- **Extracted entries**:
★ ★ ★ ★

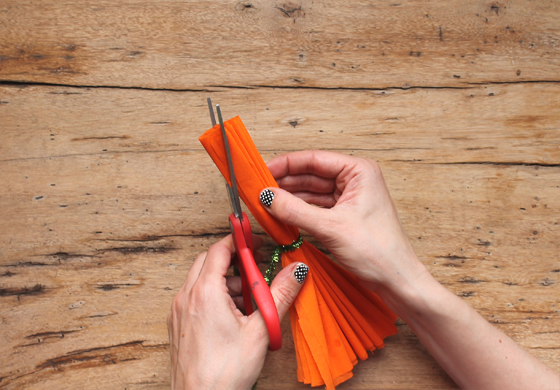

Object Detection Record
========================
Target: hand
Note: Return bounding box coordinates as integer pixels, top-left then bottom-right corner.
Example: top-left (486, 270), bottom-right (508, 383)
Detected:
top-left (167, 235), bottom-right (302, 389)
top-left (267, 151), bottom-right (427, 290)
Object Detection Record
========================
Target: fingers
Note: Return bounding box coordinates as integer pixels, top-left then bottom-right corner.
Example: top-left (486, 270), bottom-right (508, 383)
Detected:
top-left (286, 191), bottom-right (336, 208)
top-left (253, 234), bottom-right (264, 251)
top-left (199, 234), bottom-right (235, 281)
top-left (270, 263), bottom-right (309, 321)
top-left (179, 252), bottom-right (208, 293)
top-left (277, 173), bottom-right (335, 194)
top-left (267, 150), bottom-right (358, 180)
top-left (226, 276), bottom-right (242, 298)
top-left (260, 188), bottom-right (328, 235)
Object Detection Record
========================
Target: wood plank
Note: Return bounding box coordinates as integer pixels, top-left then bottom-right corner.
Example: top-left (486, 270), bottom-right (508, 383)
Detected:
top-left (0, 83), bottom-right (560, 165)
top-left (0, 83), bottom-right (560, 389)
top-left (0, 0), bottom-right (560, 89)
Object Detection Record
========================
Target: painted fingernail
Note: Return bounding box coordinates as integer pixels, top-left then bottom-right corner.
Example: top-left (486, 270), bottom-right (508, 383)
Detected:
top-left (259, 188), bottom-right (274, 207)
top-left (294, 263), bottom-right (309, 284)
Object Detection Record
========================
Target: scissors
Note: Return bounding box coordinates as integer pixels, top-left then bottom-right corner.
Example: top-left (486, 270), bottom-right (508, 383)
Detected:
top-left (208, 98), bottom-right (282, 351)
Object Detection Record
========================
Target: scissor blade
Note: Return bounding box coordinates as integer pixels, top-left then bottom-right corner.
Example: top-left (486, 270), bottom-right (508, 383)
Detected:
top-left (206, 98), bottom-right (216, 127)
top-left (216, 104), bottom-right (243, 220)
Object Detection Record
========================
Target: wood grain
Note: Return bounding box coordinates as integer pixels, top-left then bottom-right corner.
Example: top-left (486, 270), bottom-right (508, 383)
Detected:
top-left (0, 83), bottom-right (560, 389)
top-left (0, 0), bottom-right (560, 90)
top-left (0, 0), bottom-right (560, 389)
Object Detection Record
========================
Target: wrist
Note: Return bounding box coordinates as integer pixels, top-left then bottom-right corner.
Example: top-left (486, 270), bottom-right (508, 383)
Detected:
top-left (366, 254), bottom-right (443, 323)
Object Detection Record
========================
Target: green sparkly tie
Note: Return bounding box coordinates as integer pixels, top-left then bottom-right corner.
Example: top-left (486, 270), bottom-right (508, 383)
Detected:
top-left (264, 234), bottom-right (303, 286)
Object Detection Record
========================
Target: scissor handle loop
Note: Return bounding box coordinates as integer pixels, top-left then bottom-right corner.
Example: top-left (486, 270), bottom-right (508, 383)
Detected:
top-left (229, 213), bottom-right (282, 351)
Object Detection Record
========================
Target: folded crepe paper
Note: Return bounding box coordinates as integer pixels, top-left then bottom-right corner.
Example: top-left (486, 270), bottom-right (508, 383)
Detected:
top-left (199, 117), bottom-right (397, 390)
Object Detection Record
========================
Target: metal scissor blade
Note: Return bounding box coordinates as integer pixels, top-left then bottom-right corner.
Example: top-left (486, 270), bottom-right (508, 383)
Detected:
top-left (206, 98), bottom-right (216, 127)
top-left (216, 104), bottom-right (243, 220)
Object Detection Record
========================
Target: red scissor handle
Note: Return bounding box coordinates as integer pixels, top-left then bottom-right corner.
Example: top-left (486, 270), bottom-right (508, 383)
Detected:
top-left (229, 213), bottom-right (282, 351)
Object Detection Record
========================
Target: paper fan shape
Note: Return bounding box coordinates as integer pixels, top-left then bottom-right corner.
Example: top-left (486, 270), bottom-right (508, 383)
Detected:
top-left (199, 117), bottom-right (397, 390)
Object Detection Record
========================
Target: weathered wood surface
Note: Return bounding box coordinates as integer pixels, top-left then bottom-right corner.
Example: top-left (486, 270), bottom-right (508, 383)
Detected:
top-left (0, 0), bottom-right (560, 89)
top-left (0, 0), bottom-right (560, 389)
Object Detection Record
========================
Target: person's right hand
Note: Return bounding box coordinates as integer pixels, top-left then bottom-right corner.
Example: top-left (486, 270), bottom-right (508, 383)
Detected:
top-left (265, 150), bottom-right (427, 290)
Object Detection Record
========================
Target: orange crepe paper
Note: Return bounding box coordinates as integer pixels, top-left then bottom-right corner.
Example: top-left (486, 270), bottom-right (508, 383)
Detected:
top-left (199, 117), bottom-right (397, 390)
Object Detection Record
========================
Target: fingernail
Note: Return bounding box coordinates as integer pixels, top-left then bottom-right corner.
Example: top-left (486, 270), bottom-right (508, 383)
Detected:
top-left (294, 263), bottom-right (309, 284)
top-left (259, 188), bottom-right (274, 207)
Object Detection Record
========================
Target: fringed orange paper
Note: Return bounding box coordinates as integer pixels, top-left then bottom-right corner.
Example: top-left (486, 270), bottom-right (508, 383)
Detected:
top-left (199, 117), bottom-right (397, 390)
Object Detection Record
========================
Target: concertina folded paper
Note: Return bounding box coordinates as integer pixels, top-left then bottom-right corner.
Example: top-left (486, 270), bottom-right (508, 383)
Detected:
top-left (199, 116), bottom-right (397, 390)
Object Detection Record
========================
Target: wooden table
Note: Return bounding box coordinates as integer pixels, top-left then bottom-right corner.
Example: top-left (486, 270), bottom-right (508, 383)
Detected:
top-left (0, 0), bottom-right (560, 389)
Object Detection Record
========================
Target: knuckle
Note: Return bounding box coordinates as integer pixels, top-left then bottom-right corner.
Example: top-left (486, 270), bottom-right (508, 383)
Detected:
top-left (171, 294), bottom-right (183, 313)
top-left (283, 202), bottom-right (300, 225)
top-left (276, 286), bottom-right (295, 307)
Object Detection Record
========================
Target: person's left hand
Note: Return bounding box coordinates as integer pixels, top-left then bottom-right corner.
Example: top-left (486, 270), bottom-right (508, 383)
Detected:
top-left (167, 235), bottom-right (307, 389)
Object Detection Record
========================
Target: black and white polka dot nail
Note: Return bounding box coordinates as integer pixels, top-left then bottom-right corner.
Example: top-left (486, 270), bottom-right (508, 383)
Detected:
top-left (294, 263), bottom-right (309, 284)
top-left (259, 188), bottom-right (274, 207)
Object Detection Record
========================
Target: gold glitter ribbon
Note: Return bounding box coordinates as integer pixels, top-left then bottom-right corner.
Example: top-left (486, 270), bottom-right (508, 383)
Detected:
top-left (264, 234), bottom-right (303, 286)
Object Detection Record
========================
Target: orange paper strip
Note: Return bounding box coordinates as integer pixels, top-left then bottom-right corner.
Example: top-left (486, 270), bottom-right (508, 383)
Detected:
top-left (199, 117), bottom-right (397, 390)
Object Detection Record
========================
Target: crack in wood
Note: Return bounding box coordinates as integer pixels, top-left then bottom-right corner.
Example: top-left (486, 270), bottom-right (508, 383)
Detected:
top-left (0, 147), bottom-right (205, 163)
top-left (4, 80), bottom-right (560, 93)
top-left (93, 230), bottom-right (231, 242)
top-left (70, 135), bottom-right (132, 141)
top-left (96, 283), bottom-right (141, 291)
top-left (0, 283), bottom-right (45, 299)
top-left (458, 276), bottom-right (487, 284)
top-left (436, 255), bottom-right (468, 261)
top-left (428, 160), bottom-right (560, 168)
top-left (25, 329), bottom-right (81, 339)
top-left (100, 246), bottom-right (177, 255)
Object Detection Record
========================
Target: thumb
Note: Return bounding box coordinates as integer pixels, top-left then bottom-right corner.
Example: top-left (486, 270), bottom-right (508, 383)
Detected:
top-left (270, 263), bottom-right (309, 321)
top-left (259, 188), bottom-right (324, 235)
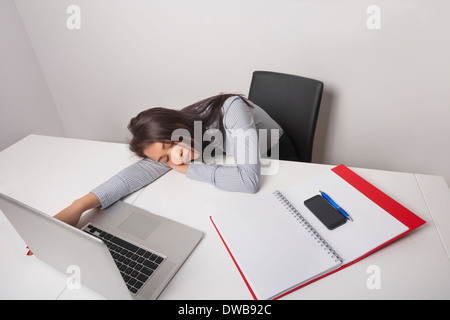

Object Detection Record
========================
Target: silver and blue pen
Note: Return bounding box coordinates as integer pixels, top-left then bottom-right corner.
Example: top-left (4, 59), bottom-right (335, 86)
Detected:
top-left (319, 190), bottom-right (353, 221)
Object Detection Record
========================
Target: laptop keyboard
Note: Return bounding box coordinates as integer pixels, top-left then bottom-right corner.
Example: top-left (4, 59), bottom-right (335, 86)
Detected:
top-left (83, 225), bottom-right (164, 294)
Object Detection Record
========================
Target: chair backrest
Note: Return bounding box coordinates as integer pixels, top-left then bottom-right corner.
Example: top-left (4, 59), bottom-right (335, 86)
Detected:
top-left (248, 71), bottom-right (323, 162)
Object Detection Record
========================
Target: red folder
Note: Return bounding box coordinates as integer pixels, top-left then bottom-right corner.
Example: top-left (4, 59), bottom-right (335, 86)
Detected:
top-left (210, 164), bottom-right (426, 300)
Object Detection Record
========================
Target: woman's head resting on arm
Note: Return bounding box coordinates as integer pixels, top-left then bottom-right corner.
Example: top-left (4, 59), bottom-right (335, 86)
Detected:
top-left (128, 94), bottom-right (251, 165)
top-left (128, 108), bottom-right (201, 165)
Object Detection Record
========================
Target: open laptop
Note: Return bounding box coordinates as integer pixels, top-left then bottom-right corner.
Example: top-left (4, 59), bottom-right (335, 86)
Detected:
top-left (0, 193), bottom-right (203, 299)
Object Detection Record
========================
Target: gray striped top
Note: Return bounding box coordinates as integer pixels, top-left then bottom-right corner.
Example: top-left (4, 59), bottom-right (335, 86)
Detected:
top-left (91, 96), bottom-right (282, 208)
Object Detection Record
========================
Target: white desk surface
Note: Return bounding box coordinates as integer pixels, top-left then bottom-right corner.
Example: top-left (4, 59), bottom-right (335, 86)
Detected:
top-left (0, 135), bottom-right (450, 299)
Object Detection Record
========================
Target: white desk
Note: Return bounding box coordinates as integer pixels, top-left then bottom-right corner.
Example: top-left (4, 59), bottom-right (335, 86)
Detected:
top-left (0, 135), bottom-right (450, 299)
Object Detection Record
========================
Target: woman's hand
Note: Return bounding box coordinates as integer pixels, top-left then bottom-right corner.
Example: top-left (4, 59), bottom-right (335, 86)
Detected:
top-left (168, 163), bottom-right (189, 174)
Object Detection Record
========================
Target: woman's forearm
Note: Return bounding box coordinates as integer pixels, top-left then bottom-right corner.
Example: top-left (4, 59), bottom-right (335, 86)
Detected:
top-left (55, 192), bottom-right (100, 226)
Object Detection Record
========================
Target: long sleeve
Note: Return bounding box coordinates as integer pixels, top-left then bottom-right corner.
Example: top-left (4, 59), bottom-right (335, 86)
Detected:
top-left (91, 158), bottom-right (171, 209)
top-left (186, 97), bottom-right (260, 193)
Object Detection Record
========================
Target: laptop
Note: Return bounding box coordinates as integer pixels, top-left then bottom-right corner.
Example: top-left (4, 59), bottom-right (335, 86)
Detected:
top-left (0, 193), bottom-right (203, 300)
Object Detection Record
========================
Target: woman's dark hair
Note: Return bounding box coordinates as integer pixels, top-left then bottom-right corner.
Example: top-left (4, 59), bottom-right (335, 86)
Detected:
top-left (128, 94), bottom-right (252, 158)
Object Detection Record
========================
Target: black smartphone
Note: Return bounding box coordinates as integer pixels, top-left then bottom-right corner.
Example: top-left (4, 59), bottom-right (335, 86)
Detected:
top-left (304, 195), bottom-right (347, 230)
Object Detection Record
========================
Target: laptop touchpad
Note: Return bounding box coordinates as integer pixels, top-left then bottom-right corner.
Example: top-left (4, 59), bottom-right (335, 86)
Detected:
top-left (117, 212), bottom-right (161, 240)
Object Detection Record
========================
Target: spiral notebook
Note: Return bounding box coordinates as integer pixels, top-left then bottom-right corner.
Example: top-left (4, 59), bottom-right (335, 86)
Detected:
top-left (210, 165), bottom-right (425, 299)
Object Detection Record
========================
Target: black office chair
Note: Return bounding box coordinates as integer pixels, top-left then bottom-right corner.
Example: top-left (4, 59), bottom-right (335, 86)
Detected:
top-left (248, 71), bottom-right (323, 162)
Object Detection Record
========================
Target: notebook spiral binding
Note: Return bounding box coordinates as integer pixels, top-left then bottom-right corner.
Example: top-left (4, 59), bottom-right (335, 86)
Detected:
top-left (273, 190), bottom-right (343, 263)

★ ★ ★ ★

- **Exercise**: Reproduce the records above verbatim, from their very start down to and including the line that contains "top-left (267, 151), bottom-right (427, 290)", and omit the pictures.

- **Complete response**:
Object Detection Record
========================
Target: hand
Note: Return bounding box coordinates as integer pixels, top-left then bottom-right corner.
Example: top-left (486, 270), bottom-right (508, 383)
Detected:
top-left (167, 235), bottom-right (302, 389)
top-left (267, 151), bottom-right (427, 290)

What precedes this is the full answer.